**Alıntılanan Metin:**
·····

Eskiden Perşembe akşamları futbol denince akla ilk Kupa Galipleri Kupası gelirdi. Sahi ne oldu o kupa? Ne zaman başlamıştı, tarihi neydi? Maçı anlatan spiker neden “yapma Hayrettin” dedi?
Kimi ülkelerin üçüncüleri, kimi ülkelerin hem üçüncüleri hem dördüncüleri ve beşincileri, bazılarının sadece kupa kazananları, çoğunun ise Şampiyonlar Ligi’nin kapısından dönenleri… Sizce de günümüzün UEFA Kupası fazlasıyla karışık değil mi?
Oysa hatırlar mısınız? Bir zamanlar “Kupa 2” namında bir kupa vardı. Adı Kupa Galipleri Kupası’ydı. -Mahallemizin, futbolla pek gönül bağı olmayan, Celal Amca’sı bile “Bu kadar etkileyici bir isim hiç duymadım” diye zikretmişti kupa için bir keresinde-
Doğruydu, adı gibi her şeyi de netti, tanımlıydı. Ülkedeki kral, federasyon, devlet… Adı her neyse o kupayı kazanmak yeterliydi katılabilmek için. Bir kere aynı ülke takımlarının karşılaşabilmesi en zor turnuvaydı. Bir sene önceki kupa şampiyonuyla aynı ülkeden gelen ikinci takımın oynaması küçük bir ihtimaldi. Zaten bu kupa aynı ülkeden iki takımın final oynayamadığı tek kupaydı. Öyle ki 20. yüzyılın takımı kabul edilen, Kral Kupası’ndan Kıtalararası Kupa’ya kadar sayısız başarılara imza atan Real Madrid’in müzesindeki tek eksik yine Kupa Galipleri Kupası’ydı. -O da eksik olsun canım dediğinizi duyar gibiyim-
İlk Yıllar ve Finaldeki Türk
39 yıl sürecek bir serüvende, ilk kez 1960 yılında sahneye çıktı “Galipler”. Oysa o yıllarda Avrupa’nın birçok ülkesinde düzenli olarak kupa mücadelesi yapılmıyordu bile. Bu nedenle, organizasyonda sadece 10 takım yer aldı. İskoçya’dan Glasgow Rangers, Macaristan’dan Ferencvaros, Doğu Almanya’dan Vorwarts Berlin, Çekoslovakya’dan Kızılyıldız Brno, Batı Almanya’dan Borussia Mönchengladbach, Avusturya’dan Austria Wien, İngiltere’den Wolverhampton, İsviçre’den Luzern, İtalya’dan Fiorantina ve Yugoslavya’dan Dinamo Zagreb.

·····

**Kayıtlar:**

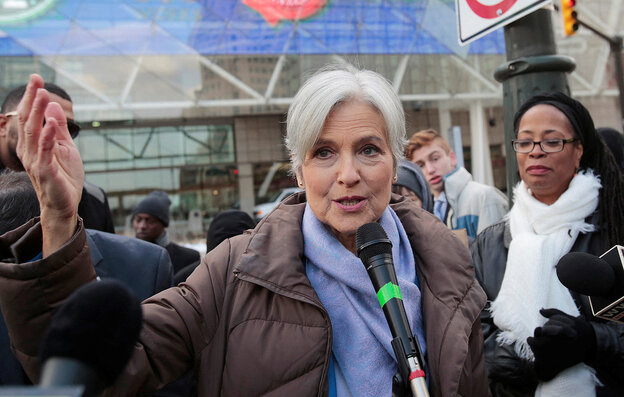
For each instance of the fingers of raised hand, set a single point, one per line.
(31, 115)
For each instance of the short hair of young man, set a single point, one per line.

·····

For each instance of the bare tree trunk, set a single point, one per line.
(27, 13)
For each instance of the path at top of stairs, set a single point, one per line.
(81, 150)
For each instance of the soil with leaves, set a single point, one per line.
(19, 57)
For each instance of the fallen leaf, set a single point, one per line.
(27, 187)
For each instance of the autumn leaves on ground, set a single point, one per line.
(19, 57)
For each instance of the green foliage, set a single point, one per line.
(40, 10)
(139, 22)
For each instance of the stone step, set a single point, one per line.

·····

**İstenenler:**
a – Kupa Galipleri Kupası konulu metindeki “Bu nedenle, organizasyonda sadece 10 takım yer aldı.” cümlesini İngilizceye çevirin.
b – Kupa Galipleri Kupası'nı anlatan metni, gösterilen son cümlenin ardından kaldığı yerden sürdürün.

**Yanıt Takımı:**
a – For this reason, only 10 teams took part in the tournament.

b –
İlk turnuvada iki ayaklı oynanan final serisinde kupanın sahibi Fiorentina oldu. İki maçta da İskoç temsilcisi Rangers’ı yendi. Sonraki sezon UEFA işe el attı. Bir önceki kupayı Mitropa Kupası Komisyonu düzenlemişti, yenisini Avrupa’nın futbol babası düzenleyecekti. Bu sefer turnuvaya 23 takım katıldı. Yine iki ayaklı oynanan final serisinde bir önceki sezonun kupa şampiyonu Fiorentina ile Atletiko Madrid karşı karşıya geldi. Atletiko Madrid ilkinde rakibiyle berabere kaldı, ikincisinde ise yenerek kupayı kazandı. O sezon yine turnuvaya Türkiye’den bir takım katılmamıştı ama final oynayan Fiorentina kadrosunda bir Türk vardı: Sinyor Can Bartu. Böylece Avrupa Kupaları’nda final oynayan ilk Türk futbolcusu unvanına sahip oldu. Glasgow’da oynanan o final maçını Can Bartu bir röportajında şöyle anlatır: “Bu maç 1-1 berabere bitti. O zaman uzatmalar ve penaltılar yoktu ve maç tekrar oynandı ve kupayı da Atletico Madrid aldı. O gün inanılmaz bir yağmur vardı fakat hava, stadyum çok güzeldi ve ileride tarihe böyle bir ünvanla geçeceğim aklıma hiç gelmemişti. O maç çok yorulmuştum ve tekme yemiştim. Bizim dönemimizde futbol çok sert oynanıyordu.”
1962-63 sezonu ise İngilizler için unutulmaz oldu. İlk kez bir Ada takımı Avrupa Kupası kazandı. Final maçında Tottenham, bir önceki sezonun şampiyonu Atletiko Madrid’i 5-1 yenerek, kupayı futbolun beşiğine götürdü.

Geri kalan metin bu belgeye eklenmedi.